-- Start PASSAGE TO READ --

Tuesday, August 28, 2007

First Dan

Just wanted to draw attention to the excellent interview with Walter Becker and Donald Fagen on Radio 2 yesterday (you can listen again here for a week). The duo, the creative nucleus of Steely Dan for nigh on 35 years, regaled us with stories of hawking their songs around the Brill Building, of their love of jazz, and of the highs and lows of their songwriting partnership. In particular, they devote some time to discussing the track Show Biz Kids, which according to contended grizzled interviewer Johnnie Walker, could have been an international hit, save for one judiciously-placed expletive . The Super Furry Animals made this profanity-laden line the central sample of their 1996 non-hit (and tribute to Cardiff footballer Robin Friday) The Man Don't Give a Fuck. They're both first-rate choons, and guess what? They're presented here for you to compare and contrast.

Download Show Biz Kids by Steely Dan (deleted May 2008)

Download The Man Don't Give A Fuck by Super Furry Animals (deleted May 2008)

Buy Steely Dan

Steely Dan site

Buy SFA stuff

Friday, August 24, 2007

Mission: "Control"

I had the pleasure of seeing the Anton Corbijn movie Control earlier this week, and while it provided few surprises, it was solid enough entertainment...if "entertainment" is the correct term to use in describing a film about the events that lead to the protagonist's suicide. In fact, Corbijn's film, which received the CICAE Art & Essai awards at Cannes this year, struggles in two respects; first, the fact that the film's narrative arc will be known to most of its viewers, and second, that a previous film, Michael Winterbottom's 24 Hour Party People, covered roughly the same territory five years before.

-- End PASSAGE TO READ --
-- Start PROVIDED DATA --

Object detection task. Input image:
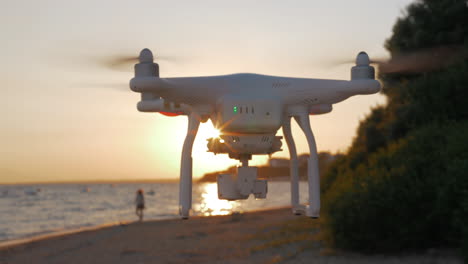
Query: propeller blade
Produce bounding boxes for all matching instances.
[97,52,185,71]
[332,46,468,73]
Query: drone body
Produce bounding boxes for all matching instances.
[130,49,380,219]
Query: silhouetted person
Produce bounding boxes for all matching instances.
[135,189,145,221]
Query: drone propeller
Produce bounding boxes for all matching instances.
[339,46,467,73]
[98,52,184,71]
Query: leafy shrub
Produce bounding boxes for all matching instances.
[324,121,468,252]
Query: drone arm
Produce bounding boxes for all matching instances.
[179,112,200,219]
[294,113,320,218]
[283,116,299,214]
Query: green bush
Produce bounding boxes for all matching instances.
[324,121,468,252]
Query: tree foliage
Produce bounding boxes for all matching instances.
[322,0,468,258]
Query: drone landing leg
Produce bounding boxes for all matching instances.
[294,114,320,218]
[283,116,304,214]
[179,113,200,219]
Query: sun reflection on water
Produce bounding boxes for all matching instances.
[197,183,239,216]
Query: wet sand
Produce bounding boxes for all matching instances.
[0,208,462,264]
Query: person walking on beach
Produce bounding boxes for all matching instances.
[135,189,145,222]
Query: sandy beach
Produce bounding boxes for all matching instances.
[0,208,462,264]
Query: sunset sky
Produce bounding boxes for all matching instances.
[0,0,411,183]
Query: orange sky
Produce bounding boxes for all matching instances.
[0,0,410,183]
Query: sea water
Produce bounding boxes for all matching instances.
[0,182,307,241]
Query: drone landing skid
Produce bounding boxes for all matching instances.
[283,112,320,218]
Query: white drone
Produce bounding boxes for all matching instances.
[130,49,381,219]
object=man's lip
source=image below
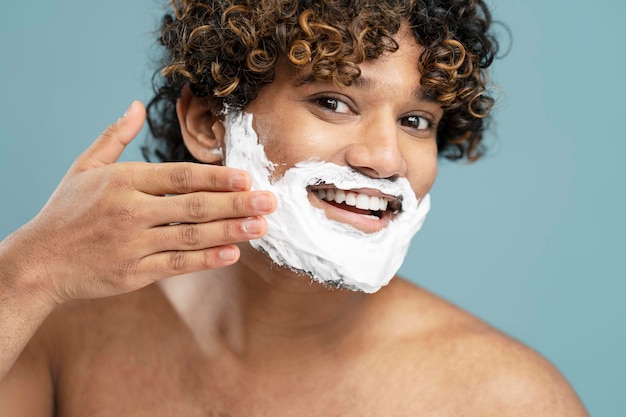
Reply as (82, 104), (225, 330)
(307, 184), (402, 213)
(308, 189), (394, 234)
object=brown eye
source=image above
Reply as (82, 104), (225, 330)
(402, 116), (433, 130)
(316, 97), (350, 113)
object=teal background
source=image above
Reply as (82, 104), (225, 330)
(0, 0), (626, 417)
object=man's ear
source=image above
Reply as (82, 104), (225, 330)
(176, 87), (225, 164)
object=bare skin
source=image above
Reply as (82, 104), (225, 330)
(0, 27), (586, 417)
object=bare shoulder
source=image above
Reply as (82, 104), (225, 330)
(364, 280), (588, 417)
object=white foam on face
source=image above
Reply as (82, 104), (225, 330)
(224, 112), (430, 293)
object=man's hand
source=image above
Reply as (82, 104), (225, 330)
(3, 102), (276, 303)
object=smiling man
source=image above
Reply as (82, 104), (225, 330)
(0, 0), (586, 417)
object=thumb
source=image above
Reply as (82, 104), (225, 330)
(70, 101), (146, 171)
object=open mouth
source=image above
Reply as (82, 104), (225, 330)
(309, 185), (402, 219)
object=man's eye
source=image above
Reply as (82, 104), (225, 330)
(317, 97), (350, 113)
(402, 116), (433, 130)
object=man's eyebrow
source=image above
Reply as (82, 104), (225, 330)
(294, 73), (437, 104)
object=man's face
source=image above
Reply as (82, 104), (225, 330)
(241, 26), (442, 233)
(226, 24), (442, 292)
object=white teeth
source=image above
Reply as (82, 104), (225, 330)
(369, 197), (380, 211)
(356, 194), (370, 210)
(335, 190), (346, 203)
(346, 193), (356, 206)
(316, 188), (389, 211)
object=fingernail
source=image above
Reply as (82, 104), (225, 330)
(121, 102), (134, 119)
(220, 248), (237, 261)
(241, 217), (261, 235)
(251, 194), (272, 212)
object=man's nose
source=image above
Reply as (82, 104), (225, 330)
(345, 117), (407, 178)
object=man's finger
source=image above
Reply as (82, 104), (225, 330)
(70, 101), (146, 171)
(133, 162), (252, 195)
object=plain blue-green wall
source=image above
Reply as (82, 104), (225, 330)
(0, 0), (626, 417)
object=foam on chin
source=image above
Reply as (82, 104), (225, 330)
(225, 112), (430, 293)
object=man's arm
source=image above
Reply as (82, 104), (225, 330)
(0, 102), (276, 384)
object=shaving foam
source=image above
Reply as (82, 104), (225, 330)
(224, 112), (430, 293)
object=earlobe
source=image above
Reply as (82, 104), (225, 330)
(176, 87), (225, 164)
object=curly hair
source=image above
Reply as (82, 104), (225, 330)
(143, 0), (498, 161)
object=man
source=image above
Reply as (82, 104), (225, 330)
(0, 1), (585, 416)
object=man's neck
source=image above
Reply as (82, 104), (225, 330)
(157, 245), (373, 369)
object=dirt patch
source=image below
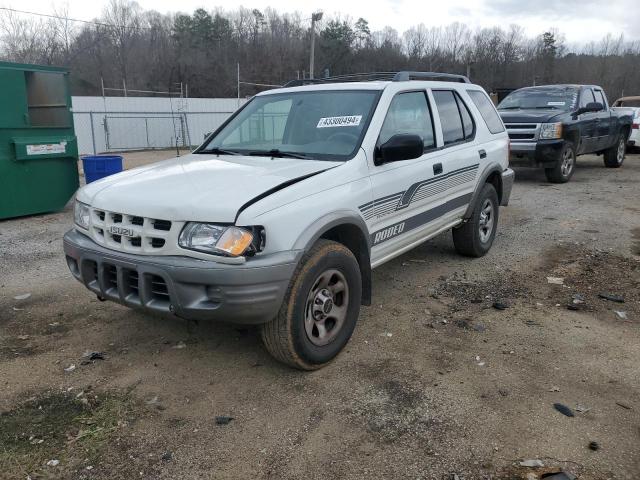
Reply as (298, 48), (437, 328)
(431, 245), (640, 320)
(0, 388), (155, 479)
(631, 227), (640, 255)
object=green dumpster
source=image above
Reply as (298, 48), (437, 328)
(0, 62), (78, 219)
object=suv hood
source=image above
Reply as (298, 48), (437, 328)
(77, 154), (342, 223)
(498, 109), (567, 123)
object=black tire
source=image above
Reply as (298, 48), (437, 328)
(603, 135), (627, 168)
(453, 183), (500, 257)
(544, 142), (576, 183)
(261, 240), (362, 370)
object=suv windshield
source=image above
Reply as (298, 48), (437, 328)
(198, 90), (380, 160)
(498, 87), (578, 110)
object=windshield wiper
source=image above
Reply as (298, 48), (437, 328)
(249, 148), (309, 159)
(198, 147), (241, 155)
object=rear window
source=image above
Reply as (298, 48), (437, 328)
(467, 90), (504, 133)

-- End PROVIDED DATA --

# [REQUIRED TASK A]
According to the music blog, which award did Corbijn's film Control receive at Cannes?
# [REQUIRED TASK B]
Resume the music blog's review of Control, starting after its final sentence.

# [ANSWER A]
The CICAE Art & Essai awards.

# [ANSWER B]
On its own merits, however, Control has much to recommend it. Sam Riley's performance as Ian Curtis is little short of uncanny, especially in the live scenes, where Riley gets Curtis' eyes-closed, eyebrows-raised, hunched over the mic stance dead-on. Samantha Morton plays against type as Debbie Curtis, the singer's wife, portraying her as slightly mousy and unremittingly homely, especially when compared to her husband's free-spirited, independent and worldly Belgian mistress Annik Honore. That Honore is portrayed in the film in an even-handed way and not in the slightly (and understandably) derogatory tones of Debbie Curtis' book Touching From A Distance, on which the film is based, is no doubt down to the intervening hand of the scriptwriter, Matt Greenhalgh. The actors who play the rest of Joy Division (Joe Anderson, James Pearson, Harry Treadaway) give engaging performances, and extra kudos to them for playing all the songs live rather than miming to the original tracks. Rob Gretton (Toby Kebbell) provides occasional, and much needed, moments of levity, especially in his scenes with the hapless Alan Hempsall of Crispy Ambulance (AH "Where's my twenty quid?"/ RG "In my fuck-off pocket!"). John Cooper Clarke, playing himself at a recreation of the last night of the Electric Circus, is good value as always (and as my wife pointed out, is probably the only survivor from that era who could still comfortably fit into his old clothes. In fact, come to think of it, I don't actually think he's changed clothes since 1978...). The mise-en-scene is astonishingly accurate, down to the Golden Wonder crisps, and recreates the bleakness of the era in vivid monochrome detail. The soundtrack is exactly right, taking in Bowie, Roxy Music and Kraftwerk as well as Joy Division. And while there are few surprises in such a well-known story, there was one revelation, for me at least; was the insistent tss-tss sound on She's Lost Control really produced by a deftly-deployed aerosol canister?

While Greenhalgh's script is commendably non-partisan, he clearly missed the screenwriters' class where they teach them that "show, don't tell" is the best way to move narrative forward. Thus, there's a particularly clunking scene where, after an early gig, the band are greeted backstage by a tousle-haired, bespectacled stranger, and the following paraphrased dialogue ensues...

Gretton (for it is he): "You're good, lads, but you need a good manager..."

Band: "Who are you?"

Gretton: "The name's Rob Gretton."

Roadie: "But they've already got a manager...me."

Gretton: "And who are you?"

Roadie: "I'm Terry Mason."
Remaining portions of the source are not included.